■ DIRECTIONS FOR THIS TASK
Render the records from their first line through the line containing "POLYGON ((611 144, 609" as a Markdown table with the columns Row and Line. Number each row and leave out any blank lines.

[Dataset entries]
- - - -
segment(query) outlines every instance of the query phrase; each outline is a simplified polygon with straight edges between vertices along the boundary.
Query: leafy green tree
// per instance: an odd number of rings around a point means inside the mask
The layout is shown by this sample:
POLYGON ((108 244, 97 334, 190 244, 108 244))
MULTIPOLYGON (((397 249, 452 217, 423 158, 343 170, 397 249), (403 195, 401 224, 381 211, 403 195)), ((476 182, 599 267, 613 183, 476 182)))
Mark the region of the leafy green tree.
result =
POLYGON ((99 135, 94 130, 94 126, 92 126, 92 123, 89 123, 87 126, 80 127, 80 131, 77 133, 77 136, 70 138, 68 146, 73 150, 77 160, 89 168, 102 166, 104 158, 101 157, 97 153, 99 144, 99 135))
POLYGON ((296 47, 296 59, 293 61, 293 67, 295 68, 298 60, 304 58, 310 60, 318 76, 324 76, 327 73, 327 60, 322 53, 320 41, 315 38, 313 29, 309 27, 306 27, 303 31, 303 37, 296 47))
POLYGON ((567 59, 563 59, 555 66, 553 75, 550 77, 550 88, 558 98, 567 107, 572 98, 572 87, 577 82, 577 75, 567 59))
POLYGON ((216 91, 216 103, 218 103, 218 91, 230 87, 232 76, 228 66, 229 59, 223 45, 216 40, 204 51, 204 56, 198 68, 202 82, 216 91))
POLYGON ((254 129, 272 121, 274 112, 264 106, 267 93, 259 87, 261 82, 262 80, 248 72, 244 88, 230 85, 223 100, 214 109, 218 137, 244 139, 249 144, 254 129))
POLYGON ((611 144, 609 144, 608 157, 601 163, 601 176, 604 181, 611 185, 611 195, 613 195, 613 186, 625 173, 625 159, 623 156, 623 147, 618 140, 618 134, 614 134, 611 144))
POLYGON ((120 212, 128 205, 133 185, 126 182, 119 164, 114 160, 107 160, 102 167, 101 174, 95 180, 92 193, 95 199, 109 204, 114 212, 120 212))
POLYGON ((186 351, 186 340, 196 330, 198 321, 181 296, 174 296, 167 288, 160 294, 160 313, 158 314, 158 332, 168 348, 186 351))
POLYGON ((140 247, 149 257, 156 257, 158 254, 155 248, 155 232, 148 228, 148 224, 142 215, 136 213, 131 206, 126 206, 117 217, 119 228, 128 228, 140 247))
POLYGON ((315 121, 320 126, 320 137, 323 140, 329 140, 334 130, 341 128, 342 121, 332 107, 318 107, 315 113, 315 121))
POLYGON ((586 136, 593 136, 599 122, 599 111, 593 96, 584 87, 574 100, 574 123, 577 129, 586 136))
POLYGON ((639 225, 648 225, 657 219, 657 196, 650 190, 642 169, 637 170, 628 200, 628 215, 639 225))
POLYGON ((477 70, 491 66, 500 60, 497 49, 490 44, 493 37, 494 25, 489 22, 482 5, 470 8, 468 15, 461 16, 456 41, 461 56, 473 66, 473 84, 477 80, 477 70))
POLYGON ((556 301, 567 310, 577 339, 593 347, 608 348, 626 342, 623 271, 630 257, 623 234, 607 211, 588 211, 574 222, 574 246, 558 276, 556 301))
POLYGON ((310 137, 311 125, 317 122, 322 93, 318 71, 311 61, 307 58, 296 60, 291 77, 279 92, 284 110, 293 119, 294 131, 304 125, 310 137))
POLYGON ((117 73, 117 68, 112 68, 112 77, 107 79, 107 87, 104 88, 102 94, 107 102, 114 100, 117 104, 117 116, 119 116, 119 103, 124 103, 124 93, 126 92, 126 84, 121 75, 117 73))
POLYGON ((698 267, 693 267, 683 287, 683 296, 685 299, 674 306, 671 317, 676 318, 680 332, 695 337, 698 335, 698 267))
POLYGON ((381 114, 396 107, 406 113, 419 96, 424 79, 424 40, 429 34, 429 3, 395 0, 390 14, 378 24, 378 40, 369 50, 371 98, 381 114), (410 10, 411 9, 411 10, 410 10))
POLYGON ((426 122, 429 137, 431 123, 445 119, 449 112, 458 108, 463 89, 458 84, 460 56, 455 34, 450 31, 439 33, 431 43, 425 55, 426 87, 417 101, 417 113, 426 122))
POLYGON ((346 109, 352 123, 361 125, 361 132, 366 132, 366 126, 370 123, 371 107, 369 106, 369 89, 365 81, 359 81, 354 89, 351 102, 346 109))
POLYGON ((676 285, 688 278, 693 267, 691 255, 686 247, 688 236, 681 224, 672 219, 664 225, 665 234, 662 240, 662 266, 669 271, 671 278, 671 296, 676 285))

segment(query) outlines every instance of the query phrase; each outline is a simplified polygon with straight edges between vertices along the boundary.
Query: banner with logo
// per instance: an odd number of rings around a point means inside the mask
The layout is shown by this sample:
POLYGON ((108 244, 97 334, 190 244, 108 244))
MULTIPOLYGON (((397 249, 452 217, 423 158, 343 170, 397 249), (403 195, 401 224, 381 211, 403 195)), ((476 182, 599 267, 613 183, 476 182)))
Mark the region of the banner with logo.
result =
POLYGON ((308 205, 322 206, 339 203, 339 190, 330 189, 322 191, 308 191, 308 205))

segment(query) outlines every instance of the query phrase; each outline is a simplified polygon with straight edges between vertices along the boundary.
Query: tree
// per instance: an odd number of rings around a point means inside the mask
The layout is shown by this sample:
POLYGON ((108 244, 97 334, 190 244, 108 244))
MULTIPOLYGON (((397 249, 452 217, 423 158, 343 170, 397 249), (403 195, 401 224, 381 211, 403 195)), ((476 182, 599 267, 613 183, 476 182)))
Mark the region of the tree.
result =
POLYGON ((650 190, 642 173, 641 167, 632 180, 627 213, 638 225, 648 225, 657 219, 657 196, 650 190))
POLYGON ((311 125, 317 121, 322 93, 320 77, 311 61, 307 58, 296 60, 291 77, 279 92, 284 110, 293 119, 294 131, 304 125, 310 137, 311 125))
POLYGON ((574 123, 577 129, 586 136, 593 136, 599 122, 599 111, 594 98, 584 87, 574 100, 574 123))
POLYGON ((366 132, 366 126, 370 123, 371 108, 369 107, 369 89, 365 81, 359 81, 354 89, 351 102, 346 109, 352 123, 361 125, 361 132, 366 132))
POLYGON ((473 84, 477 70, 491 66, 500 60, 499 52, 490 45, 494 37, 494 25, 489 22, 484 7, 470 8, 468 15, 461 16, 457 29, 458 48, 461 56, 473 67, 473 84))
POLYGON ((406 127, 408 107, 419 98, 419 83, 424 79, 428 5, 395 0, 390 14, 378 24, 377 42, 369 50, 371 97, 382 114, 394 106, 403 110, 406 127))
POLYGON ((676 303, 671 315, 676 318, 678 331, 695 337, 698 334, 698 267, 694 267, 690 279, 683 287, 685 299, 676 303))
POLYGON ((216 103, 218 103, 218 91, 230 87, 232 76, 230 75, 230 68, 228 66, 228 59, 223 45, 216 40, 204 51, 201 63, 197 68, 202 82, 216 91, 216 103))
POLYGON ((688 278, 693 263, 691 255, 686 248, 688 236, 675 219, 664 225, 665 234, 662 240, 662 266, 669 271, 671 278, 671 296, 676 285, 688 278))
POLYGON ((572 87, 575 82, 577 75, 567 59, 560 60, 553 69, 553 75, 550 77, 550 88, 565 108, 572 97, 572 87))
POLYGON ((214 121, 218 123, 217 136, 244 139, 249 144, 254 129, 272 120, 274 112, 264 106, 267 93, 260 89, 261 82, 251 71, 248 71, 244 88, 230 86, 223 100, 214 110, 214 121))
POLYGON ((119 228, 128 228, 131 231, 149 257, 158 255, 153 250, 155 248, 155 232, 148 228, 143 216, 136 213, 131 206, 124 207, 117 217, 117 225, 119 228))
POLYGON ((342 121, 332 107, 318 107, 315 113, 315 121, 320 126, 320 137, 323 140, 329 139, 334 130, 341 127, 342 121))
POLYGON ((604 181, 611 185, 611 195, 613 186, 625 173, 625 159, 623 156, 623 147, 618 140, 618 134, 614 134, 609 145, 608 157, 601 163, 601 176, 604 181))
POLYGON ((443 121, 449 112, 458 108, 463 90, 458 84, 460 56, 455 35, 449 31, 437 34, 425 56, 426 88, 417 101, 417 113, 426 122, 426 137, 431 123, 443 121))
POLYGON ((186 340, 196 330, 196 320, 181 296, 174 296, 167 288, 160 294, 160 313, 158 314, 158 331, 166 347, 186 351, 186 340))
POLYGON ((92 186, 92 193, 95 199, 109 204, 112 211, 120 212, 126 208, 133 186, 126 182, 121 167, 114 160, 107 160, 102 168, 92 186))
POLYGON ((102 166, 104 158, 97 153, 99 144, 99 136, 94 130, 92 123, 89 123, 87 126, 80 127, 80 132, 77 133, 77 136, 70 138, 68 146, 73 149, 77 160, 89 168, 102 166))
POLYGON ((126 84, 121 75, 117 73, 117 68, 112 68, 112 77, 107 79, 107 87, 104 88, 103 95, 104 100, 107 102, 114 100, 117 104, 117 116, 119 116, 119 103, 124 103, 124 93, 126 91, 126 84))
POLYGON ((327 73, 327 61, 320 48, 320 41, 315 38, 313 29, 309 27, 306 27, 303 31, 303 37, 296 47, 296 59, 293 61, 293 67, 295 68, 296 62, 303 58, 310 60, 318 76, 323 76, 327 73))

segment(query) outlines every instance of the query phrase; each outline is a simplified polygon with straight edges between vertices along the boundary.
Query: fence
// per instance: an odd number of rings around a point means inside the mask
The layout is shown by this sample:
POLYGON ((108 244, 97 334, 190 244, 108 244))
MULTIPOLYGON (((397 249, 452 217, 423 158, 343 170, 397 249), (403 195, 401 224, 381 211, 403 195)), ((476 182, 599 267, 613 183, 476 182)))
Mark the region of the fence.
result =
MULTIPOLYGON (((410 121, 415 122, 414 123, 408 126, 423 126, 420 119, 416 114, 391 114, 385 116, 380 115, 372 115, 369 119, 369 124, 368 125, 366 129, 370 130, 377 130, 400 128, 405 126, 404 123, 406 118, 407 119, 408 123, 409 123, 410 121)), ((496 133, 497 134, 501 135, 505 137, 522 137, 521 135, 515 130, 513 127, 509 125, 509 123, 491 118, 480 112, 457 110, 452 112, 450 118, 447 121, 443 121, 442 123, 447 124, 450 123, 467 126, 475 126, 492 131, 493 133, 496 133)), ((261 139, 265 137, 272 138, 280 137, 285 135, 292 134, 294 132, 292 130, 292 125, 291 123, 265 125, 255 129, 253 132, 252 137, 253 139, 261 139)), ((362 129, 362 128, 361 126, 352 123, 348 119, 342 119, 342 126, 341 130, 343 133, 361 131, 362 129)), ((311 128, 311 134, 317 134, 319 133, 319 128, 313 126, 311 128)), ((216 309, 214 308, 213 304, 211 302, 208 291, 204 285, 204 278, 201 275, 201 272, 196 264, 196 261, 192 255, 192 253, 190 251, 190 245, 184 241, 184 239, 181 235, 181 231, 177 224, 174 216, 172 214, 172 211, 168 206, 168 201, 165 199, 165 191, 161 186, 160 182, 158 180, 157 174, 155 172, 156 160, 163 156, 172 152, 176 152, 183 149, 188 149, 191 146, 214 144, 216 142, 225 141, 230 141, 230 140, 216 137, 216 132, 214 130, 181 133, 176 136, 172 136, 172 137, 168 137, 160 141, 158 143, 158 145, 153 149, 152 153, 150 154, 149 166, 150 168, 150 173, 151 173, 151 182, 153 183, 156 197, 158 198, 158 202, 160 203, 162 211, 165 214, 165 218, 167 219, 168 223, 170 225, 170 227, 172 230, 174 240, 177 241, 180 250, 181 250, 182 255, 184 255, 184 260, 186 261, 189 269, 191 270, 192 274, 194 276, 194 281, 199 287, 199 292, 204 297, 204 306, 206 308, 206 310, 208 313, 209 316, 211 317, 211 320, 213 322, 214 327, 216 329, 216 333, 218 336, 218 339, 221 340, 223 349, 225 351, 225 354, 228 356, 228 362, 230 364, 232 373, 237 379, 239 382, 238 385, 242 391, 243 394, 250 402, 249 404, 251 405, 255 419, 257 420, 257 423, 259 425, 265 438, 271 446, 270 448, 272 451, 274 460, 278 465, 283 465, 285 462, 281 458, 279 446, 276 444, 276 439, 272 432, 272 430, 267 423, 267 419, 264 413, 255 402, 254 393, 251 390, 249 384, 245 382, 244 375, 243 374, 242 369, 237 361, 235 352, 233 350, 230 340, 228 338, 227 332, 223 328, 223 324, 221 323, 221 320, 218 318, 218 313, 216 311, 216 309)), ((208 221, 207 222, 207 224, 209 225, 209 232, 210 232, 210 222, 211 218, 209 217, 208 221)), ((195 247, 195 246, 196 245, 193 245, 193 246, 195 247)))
- - - -
■ REPLY
| Row | Line |
|---|---|
| 1 | segment(query) outlines every instance of the query phrase; each outline is a simplified polygon with straight edges between vertices along the boundary. |
| 2 | Query: leafy green tree |
| 3 | // per instance: an odd number of rings around a point means inside the mask |
| 4 | The layout is shown by this sample: |
| 5 | POLYGON ((108 244, 97 334, 190 244, 108 244)) |
| 6 | MULTIPOLYGON (((397 249, 452 217, 423 158, 343 170, 397 249), (403 195, 401 224, 381 211, 403 195)), ((476 182, 599 267, 613 183, 476 182))) |
| 7 | Mark the region of the leafy green tree. |
| 8 | result = |
| 9 | POLYGON ((99 135, 94 130, 94 126, 92 126, 92 123, 89 123, 87 126, 80 127, 80 131, 77 133, 77 136, 70 138, 68 146, 73 150, 77 160, 89 168, 102 166, 104 158, 101 157, 97 153, 99 144, 99 135)) |
| 10 | POLYGON ((296 47, 296 59, 293 61, 293 67, 295 68, 298 60, 304 58, 310 60, 318 76, 324 76, 327 73, 327 60, 322 53, 320 41, 315 38, 313 29, 309 27, 306 27, 303 31, 303 37, 296 47)) |
| 11 | POLYGON ((567 59, 563 59, 555 66, 553 75, 550 77, 550 88, 558 98, 567 107, 572 98, 572 87, 577 82, 577 75, 567 59)) |
| 12 | POLYGON ((216 91, 216 103, 218 103, 218 91, 230 87, 232 76, 228 66, 229 59, 223 45, 216 40, 204 51, 204 56, 198 68, 202 82, 216 91)) |
| 13 | POLYGON ((254 129, 272 121, 274 112, 264 106, 267 93, 259 87, 261 82, 262 80, 248 72, 244 88, 230 85, 223 100, 214 109, 218 137, 244 139, 249 144, 254 129)) |
| 14 | POLYGON ((611 144, 609 144, 608 157, 601 163, 601 176, 604 181, 611 185, 611 195, 613 195, 613 186, 625 173, 625 159, 623 156, 623 147, 618 140, 618 134, 614 134, 611 144)) |